**TO DO:**
Resume the text on Appalachian English and school testing after its final sentence, carrying it on in the same voice.

**SELECTION:**
Talking Appalachian, page 15
How much of this disadvantage can be attributed to dialect prejudice is hard to prove. In 2010 the student population of the two school divisions involved in this study were 95 and 97 percent Caucasian, and the majority of those students were the third, fourth, and fifth generations to be born and raised in central Appalachia. These students speak varieties of Appalachian English that include grammatical, phonological, and lexical features that would be considered incorrect on formal assessments; however, white vernacular speakers are not tracked in formal assessments because they are not considered a subgroup.22
SOL tests are written in SAE, which is considered the dialect of power in the United States. Consider, for example, a central Appalachian student who speaks a dialect variety of Appalachian English and frequently uses the nonstandard reflexive pronoun hisself or theirself in place of the standard himself and themselves with peers, who accept his usage as part of his identity, culture, and community. If that student uses those words on a formal writing assignment, however, an SOL prompt scorer reading for a student’s control of writing within the parameters of formal English could interpret such features of Appalachian English as a “lack of control of either the Written Expression or the Grammar/Usage/Mechanics domain.”23 (The reality may be that the student did not take the time to code-switch to more formal usage or that he used a more authentic voice for purposes of dialogue or expression.)
Another problem that arises for the vernacular dialect speaker is a multiple-choice test that lists answers in both SAE and a vernacular dialect. The following is a question from the spring 2009 Virginia SOL Grade 5 Writing Test, pertaining to the sentence “The model did not look like no sailboat I had ever seen”:
In sentence 11, did not look like no should be written:
F. did look like no
G. did not look like none
H. did not look like any
J. as it is
In some varieties of Appalachian English, the use of multiple negative markers—or “the marking of negative meaning at more than one point in the sentence”24—is a distinguishing dialect feature. Therefore, answers H and J would both seem right to the vernacular speaker. Without the skill of contrastive analysis—the ability to contrast the informal or vernacular pattern to that of SAE—the student would have to make a counterintuitive decision to mark H as the correct answer.

**PROVIDED MATERIAL:**

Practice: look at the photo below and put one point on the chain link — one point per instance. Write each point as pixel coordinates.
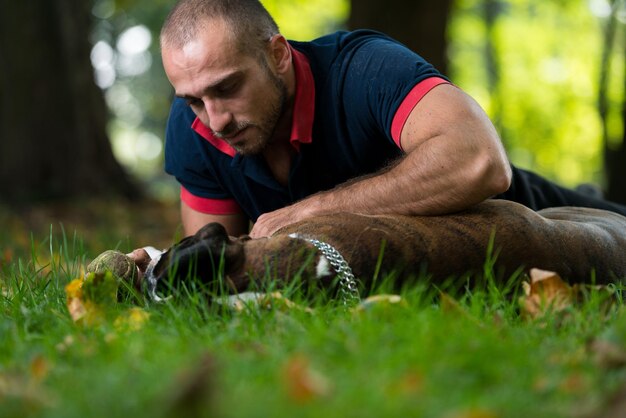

**SOLVED PROBLEM:**
When secondary school teacher (and AWP research team member) Grace Bradshaw was told by her students that their method of choosing the right answer was to go with what “sounds right,” she explained to them why such a method could backfire: “Some people overcorrect their usage by saying things like ‘It happened to Marvin and I.’ In this case, the use of nominative case for the object of a preposition may sound ‘proper’ but it isn’t. Choosing the opposite of what ‘sounds right’ can be problematical.”25
When specific vernacular dialect patterns emerge frequently in student speech and writing, they can cause problems for students both in class and on SOL tests. Students’ disdain for writing and their frustration at being taught the “rules” of SAE can make English instruction even more challenging. Older students in particular have a difficult time accepting any perceived criticism of their dialects because they have a history of marked-up papers; consequently, any desire to write may be diminished by the time they reach high school or college. Anecdotally, we know that teachers, in turn, feel resentment about what they perceive as students’ “laziness” toward grammar instruction. This cycle of resentment can have far-reaching adverse effects for both students and teachers, and it reinforces ill-informed ideologies about vernacular dialects and the people who speak them. The AWP researchers thus sought to answer this question: Does the use of contrastive analysis as a method for teaching code switching improve students’ awareness of different grammar patterns and their test scores?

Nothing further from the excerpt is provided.